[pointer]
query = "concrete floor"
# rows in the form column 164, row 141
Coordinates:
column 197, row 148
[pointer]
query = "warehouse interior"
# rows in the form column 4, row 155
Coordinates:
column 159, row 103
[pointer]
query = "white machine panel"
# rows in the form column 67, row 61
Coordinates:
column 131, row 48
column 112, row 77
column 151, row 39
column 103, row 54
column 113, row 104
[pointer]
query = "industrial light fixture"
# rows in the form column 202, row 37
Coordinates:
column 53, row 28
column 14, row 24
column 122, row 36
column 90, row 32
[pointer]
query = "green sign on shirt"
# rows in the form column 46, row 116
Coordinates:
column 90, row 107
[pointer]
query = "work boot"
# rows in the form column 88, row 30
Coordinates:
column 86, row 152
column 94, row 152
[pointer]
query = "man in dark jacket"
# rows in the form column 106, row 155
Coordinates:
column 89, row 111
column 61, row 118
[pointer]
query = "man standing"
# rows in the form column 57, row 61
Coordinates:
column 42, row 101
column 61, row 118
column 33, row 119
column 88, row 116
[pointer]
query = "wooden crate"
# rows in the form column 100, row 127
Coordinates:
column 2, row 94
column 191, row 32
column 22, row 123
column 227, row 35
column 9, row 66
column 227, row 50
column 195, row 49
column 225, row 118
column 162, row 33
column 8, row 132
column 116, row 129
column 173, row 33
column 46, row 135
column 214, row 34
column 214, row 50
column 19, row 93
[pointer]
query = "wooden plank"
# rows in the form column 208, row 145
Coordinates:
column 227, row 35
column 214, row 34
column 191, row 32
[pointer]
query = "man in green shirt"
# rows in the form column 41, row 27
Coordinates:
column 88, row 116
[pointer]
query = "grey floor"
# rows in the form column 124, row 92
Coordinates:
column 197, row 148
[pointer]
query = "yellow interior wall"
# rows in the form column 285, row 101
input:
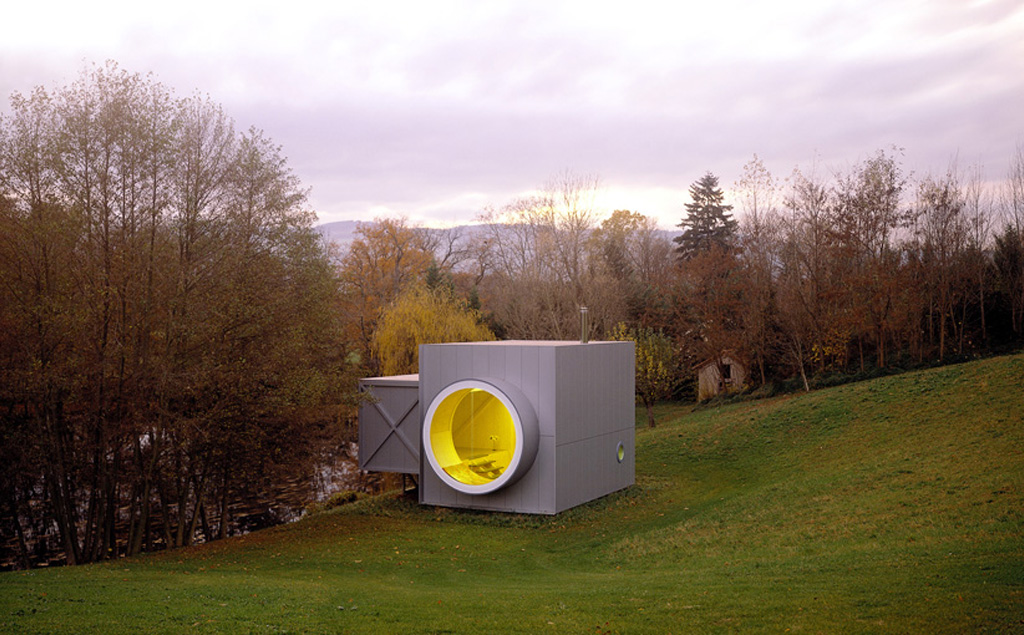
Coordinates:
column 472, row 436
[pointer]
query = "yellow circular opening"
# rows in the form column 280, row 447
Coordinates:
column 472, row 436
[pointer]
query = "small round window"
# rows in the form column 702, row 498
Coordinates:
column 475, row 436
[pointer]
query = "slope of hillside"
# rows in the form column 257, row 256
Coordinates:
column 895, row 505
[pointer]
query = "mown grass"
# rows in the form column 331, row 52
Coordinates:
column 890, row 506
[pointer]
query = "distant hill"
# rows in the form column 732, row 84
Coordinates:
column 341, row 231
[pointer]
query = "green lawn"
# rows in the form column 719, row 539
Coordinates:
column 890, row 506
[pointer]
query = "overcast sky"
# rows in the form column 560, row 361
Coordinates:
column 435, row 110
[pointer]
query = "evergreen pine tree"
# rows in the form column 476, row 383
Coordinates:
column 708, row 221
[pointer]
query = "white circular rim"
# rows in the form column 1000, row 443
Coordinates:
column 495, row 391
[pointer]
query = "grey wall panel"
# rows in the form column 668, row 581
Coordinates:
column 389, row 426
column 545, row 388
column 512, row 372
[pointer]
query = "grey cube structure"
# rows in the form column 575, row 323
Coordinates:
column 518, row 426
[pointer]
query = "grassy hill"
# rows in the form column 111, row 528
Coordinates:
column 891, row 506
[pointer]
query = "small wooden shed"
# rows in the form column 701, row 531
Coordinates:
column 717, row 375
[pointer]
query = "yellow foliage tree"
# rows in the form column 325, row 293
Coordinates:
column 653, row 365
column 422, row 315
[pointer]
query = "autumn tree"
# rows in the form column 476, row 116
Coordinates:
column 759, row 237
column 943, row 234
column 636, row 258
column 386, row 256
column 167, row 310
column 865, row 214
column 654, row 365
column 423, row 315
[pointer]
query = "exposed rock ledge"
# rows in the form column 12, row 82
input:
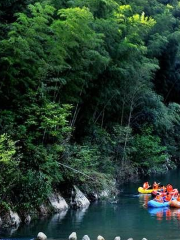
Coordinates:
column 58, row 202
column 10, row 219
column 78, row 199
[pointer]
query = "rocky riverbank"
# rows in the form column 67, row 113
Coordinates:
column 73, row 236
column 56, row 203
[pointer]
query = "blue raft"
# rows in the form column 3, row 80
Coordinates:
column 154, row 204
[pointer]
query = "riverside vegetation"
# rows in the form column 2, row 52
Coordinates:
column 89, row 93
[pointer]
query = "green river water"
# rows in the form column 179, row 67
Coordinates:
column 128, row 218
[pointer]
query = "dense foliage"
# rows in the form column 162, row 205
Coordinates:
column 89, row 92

━━━━━━━━━━━━━━━━

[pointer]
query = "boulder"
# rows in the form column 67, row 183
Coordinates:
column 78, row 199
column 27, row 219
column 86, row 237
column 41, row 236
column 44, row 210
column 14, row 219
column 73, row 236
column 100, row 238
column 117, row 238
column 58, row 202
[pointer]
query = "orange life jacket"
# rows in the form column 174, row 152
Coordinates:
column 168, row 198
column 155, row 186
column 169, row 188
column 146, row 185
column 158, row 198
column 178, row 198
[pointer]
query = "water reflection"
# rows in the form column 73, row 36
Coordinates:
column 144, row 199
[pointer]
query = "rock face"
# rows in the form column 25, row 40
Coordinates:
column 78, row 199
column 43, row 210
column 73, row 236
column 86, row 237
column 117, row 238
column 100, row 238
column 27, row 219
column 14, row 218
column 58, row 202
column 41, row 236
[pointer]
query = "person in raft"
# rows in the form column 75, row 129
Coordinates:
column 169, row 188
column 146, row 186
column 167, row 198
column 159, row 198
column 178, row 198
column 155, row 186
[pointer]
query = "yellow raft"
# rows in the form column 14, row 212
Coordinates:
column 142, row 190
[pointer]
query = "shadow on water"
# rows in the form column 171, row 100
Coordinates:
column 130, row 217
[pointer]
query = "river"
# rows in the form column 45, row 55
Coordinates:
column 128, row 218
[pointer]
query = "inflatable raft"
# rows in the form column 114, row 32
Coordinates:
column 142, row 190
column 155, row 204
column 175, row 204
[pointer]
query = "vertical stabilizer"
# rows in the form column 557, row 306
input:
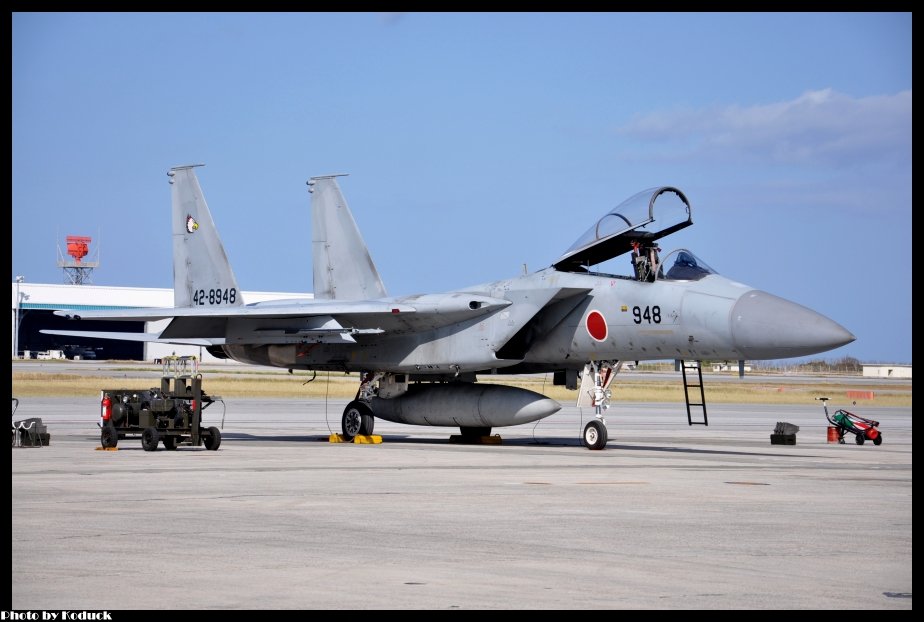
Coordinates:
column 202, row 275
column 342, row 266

━━━━━━━━━━━━━━━━

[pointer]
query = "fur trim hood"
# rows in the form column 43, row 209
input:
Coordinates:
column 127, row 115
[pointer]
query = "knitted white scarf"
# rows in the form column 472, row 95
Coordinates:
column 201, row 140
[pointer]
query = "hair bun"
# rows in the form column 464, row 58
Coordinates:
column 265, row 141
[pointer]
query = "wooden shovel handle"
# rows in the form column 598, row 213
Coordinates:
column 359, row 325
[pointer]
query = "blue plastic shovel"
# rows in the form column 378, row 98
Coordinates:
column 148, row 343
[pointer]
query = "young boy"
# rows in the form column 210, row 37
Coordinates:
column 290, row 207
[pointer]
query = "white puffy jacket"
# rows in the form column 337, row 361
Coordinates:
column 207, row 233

━━━━━━━━━━━━━━━━

Identify each line of the records that contains the word "yellow" and copy those lines.

query = "yellow interior wall"
query = "yellow circular opening"
query = "yellow foliage tree"
query = "yellow raft"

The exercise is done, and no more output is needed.